▶ **MATERIAL PROVIDED**:

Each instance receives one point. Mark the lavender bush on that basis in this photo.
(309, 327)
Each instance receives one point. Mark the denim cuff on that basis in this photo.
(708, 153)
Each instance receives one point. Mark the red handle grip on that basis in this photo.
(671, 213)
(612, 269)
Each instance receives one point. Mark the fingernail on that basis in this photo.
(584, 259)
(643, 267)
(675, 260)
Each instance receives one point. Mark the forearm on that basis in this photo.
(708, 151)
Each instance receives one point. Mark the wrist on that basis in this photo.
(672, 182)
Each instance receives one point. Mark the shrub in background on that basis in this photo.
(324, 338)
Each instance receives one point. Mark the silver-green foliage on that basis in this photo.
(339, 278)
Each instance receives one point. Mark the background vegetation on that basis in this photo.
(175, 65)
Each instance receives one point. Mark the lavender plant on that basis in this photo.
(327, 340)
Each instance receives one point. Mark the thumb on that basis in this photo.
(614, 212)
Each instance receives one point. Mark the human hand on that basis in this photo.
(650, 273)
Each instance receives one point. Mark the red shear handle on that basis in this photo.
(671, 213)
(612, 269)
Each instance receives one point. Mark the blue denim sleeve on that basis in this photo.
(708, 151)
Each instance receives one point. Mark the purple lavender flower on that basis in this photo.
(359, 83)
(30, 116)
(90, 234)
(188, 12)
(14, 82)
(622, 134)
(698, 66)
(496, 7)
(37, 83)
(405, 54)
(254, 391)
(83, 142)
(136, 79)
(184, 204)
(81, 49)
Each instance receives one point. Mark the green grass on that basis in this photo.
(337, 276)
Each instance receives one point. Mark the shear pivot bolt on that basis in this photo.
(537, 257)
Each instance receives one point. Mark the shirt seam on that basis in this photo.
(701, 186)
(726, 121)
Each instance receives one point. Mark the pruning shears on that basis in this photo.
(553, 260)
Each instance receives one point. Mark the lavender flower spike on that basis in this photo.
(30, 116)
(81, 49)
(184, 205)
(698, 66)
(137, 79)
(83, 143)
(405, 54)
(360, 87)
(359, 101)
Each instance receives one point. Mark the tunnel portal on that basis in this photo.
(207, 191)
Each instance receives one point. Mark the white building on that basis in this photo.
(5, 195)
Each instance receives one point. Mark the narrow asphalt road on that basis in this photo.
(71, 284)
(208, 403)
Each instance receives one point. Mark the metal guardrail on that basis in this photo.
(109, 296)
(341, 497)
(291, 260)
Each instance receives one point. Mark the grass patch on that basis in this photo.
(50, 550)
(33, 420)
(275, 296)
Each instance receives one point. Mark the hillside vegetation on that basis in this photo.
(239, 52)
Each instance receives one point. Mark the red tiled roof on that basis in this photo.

▶ **YOUR GOAL**:
Reproduce each of the records above verbatim, line for line, from the first through the last.

▶ **WORKED ANSWER**:
Each instance receives one point. Mark the lavender bush on that basis in this photo.
(309, 327)
Each instance receives one point. Mark the denim cuff on that basis in this photo.
(708, 153)
Each instance receives one point. Mark the red handle grip on that basis in this photo.
(671, 213)
(612, 269)
Each instance receives one point. Mark the fingernail on that basis in this photo.
(584, 259)
(643, 267)
(675, 260)
Each instance receives one point. Mark the forearm on that basis in this photo.
(708, 151)
Each instance receives one point. Mark the wrist on that basis in this photo.
(672, 182)
Each instance receives one point. Mark the shrub in background on that basis in this photo.
(324, 338)
Each instance receives one point. Mark the silver-green foliage on that basis in this photo.
(339, 278)
Each instance receives one point. Mark the background vegetation on that basis in this photo.
(175, 65)
Each instance receives one point. Mark the lavender plant on that basis in this photo.
(327, 340)
Each instance receives one point. Mark the thumb on that basis in this photo.
(614, 212)
Each instance receives one point. Mark the human hand on that basis in this photo.
(650, 273)
Each instance receives one point. Mark the red shear handle on that basis in this photo.
(671, 213)
(612, 269)
Each instance receives one point. Mark the blue denim sleeve on that basis in this photo.
(708, 151)
Each instance receives one point. Mark the purple lavender flower on that basis in this photo.
(359, 83)
(30, 116)
(90, 234)
(188, 12)
(14, 82)
(622, 134)
(698, 66)
(496, 7)
(37, 83)
(405, 54)
(254, 391)
(83, 142)
(136, 79)
(184, 204)
(81, 49)
Each instance receives one point. Mark the green grass on that basis in this photo.
(337, 276)
Each instance receives one point. Mark the shear pivot bolt on that basis in this photo.
(537, 257)
Each instance receives one point. Mark the shirt seam on that basis in this photo.
(701, 186)
(726, 121)
Each instance receives one point. Mark the pruning shears on that basis in this photo.
(553, 260)
Each instance receives one point. Mark the lavender flower spike on that basis in this photo.
(30, 116)
(81, 49)
(184, 205)
(698, 66)
(137, 79)
(83, 143)
(405, 54)
(360, 87)
(359, 101)
Each instance receives one point. Mark the tunnel portal on that basis in this photo.
(207, 191)
Each instance receives one point. Mark the white building on that basis in this photo.
(5, 195)
Each instance receives one point. Mark the narrow asphalt road on that basis in this photo.
(71, 284)
(208, 403)
Each instance receives one point. Mark the metal guardrail on that basis in this photo.
(109, 296)
(341, 497)
(291, 260)
Each instance receives one point. Mark the grass patch on that basis in this photo.
(50, 550)
(33, 420)
(275, 296)
Each instance receives one point. Mark the hillside vegetation on that basis in this photo.
(239, 52)
Each instance receives one point. Mark the red tiled roof on that basis in this photo.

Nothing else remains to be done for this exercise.